Task list:
1) Repeat the part of the thermometer build write-up starting with "So with the" and going on through "1/8 watt resistor.".
2) In the thermometer build write-up, which pin on the WiFi Kit 32 is the free end of the yellow wire soldered to?
#### Source extract
However, as noted in the Steinhart-Hart equation, the thermistor resistance value is required in order to obtain temperature, not the voltage output of the resistor divider. So rearranging the equation to output the thermistor value requires the use of a little algebra as follows:

Multiply both sides by "(Resistor + Thermistor)" resulting in:

vOut * (Resistor + Thermistor) = vRef * Resistor

Divide both sides by "vOut" resulting in:

Resistor + Thermistor = (vRef * Resistor) / vOut

Subtract "Resistor" from both sides resulting in:

Thermistor = (vRef * Resistor / vOut) - Resistor

And finally, using the distributive property, simplify:

Thermistor = Resistor * ((vRef / vOut) - 1)

Substituting the WiFi Kit 32 A0 analog input count of 0 through 4095 for vOut, and substituting the value of 4096 for vRef, the resistor divider equation providing the thermistor resistance value required by the Steinhart-Hart equation becomes:

Thermistor = Resistor * ((4096 / Analog Input Count) - 1)

So with the math behind us, let's assemble some electronics.

For the electronics, I had previously assembled the ESP32 Capacitive Touch demonstrator https://www.instructables.com/id/ESP32-Capacitive... With that assembly, the following additional components are required:

• Five, 4" pieces of 28awg wire (one red, one black, one yellow and two green).
• One, Maverick "ET-72 Temperature Probe" probe (https://www.maverickthermometers.com/product/pr-003/).
• One, 2.5mm "phone" connector, panel mount (https://www.mouser.com/ProductDetail/502-TR-2A).
• One, 33k ohm 1% 1/8 watt resistor.
• One, piezo buzzer https://www.adafruit.com/product/160. If you select a different piezo buzzer make sure it matches the specifications of this one (square wave driven, <= current output of the ESP32).

To assemble the additional components, I performed the following steps:

• Stripped and tinned the ends of each 4" wire length as shown.
• Soldered one end of the yellow wire and one end of the 33k ohm resistor to the "Tip" pin of the phone connector.
• Soldered one end of the black wire to the free end of the 33k ohm resistor and trimmed off the excess resistor wire.
• Applied heat shrink tubing over the wires and resistor.
• Soldered one end of the red wire to the "Sleeve" pin on the phone connector.
• Soldered the free end of the yellow wire to pin 36 on the WiFi Kit 32.
• Soldered the free end of the black wire to the GND pin on the WiFi Kit 32.
• Soldered the free end of the red wire to the 3V3 pin on the WiFi Kit 32.
• Soldered one green wire to one lead of the piezo buzzer.
• Soldered the remaining green wire to the remaining lead of the piezo buzzer
• Soldered the free end of one of the green piezo wires to pin 32 on the WiFi Kit 32.
• Soldered the free end of the remaining green piezo wires to the GND pin on the WiFi Kit 32.
• Plugged the temperature probe into the phone connector.

With all wiring complete, I double checked my work.

The file "AnalogInput.ino" is an Arduino environment file containing the software for the design. In addition to this file, you will need the "U8g2lib" graphics library for the WiFi Kit32 OLED display (see https://github.com/olikraus/u8g2/wiki for further information on this library).

With the U8g2lib graphics library installed in your Arduino directory, and "AnalogInput.ino" loaded into the Arduino environment, compile and download the software into the WiFi Kit 32. Once downloaded and running, the top line of the OLED display on the WiFi Kit 32 should read "Temperature" with the current temperature displayed in large text in the center of the display.
########
#### Supplied information
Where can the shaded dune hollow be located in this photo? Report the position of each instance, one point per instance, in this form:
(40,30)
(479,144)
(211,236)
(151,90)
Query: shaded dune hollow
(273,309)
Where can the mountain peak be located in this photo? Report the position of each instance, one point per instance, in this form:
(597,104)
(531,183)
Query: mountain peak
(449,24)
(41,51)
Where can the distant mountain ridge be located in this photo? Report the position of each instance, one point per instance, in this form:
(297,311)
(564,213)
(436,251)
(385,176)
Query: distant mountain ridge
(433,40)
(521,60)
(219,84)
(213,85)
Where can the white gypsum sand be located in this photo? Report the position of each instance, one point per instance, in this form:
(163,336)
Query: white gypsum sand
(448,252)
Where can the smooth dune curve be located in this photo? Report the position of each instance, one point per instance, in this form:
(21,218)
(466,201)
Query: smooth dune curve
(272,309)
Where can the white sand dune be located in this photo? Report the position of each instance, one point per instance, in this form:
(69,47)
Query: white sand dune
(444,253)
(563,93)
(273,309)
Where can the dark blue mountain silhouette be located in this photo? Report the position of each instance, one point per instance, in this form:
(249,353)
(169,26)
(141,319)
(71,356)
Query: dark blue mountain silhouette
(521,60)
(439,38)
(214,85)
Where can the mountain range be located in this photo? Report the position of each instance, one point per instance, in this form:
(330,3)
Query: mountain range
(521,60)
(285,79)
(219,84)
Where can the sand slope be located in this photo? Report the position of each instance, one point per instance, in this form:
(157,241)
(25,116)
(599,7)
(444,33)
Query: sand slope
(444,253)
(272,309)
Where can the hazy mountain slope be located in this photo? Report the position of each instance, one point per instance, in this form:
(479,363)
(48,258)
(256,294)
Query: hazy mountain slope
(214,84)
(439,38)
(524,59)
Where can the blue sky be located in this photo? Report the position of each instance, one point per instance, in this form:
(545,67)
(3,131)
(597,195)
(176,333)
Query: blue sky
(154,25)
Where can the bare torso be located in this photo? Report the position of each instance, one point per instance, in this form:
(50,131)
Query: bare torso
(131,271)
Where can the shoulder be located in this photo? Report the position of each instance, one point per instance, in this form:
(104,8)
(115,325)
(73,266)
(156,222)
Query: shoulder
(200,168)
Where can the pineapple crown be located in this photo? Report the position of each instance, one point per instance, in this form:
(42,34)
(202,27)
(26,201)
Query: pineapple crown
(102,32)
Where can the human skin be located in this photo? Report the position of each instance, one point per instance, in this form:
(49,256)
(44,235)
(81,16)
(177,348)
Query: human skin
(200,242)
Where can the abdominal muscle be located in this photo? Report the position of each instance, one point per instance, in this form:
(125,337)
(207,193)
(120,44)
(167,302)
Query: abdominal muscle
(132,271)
########
Answer list:
1)
So with the math behind us, let's assemble some electronics.

For the electronics, I had previously assembled the ESP32 Capacitive Touch demonstrator https://www.instructables.com/id/ESP32-Capacitive... With that assembly, the following additional components are required:

• Five, 4" pieces of 28awg wire (one red, one black, one yellow and two green).
• One, Maverick "ET-72 Temperature Probe" probe (https://www.maverickthermometers.com/product/pr-003/).
• One, 2.5mm "phone" connector, panel mount (https://www.mouser.com/ProductDetail/502-TR-2A).
• One, 33k ohm 1% 1/8 watt resistor.

2) Pin 36.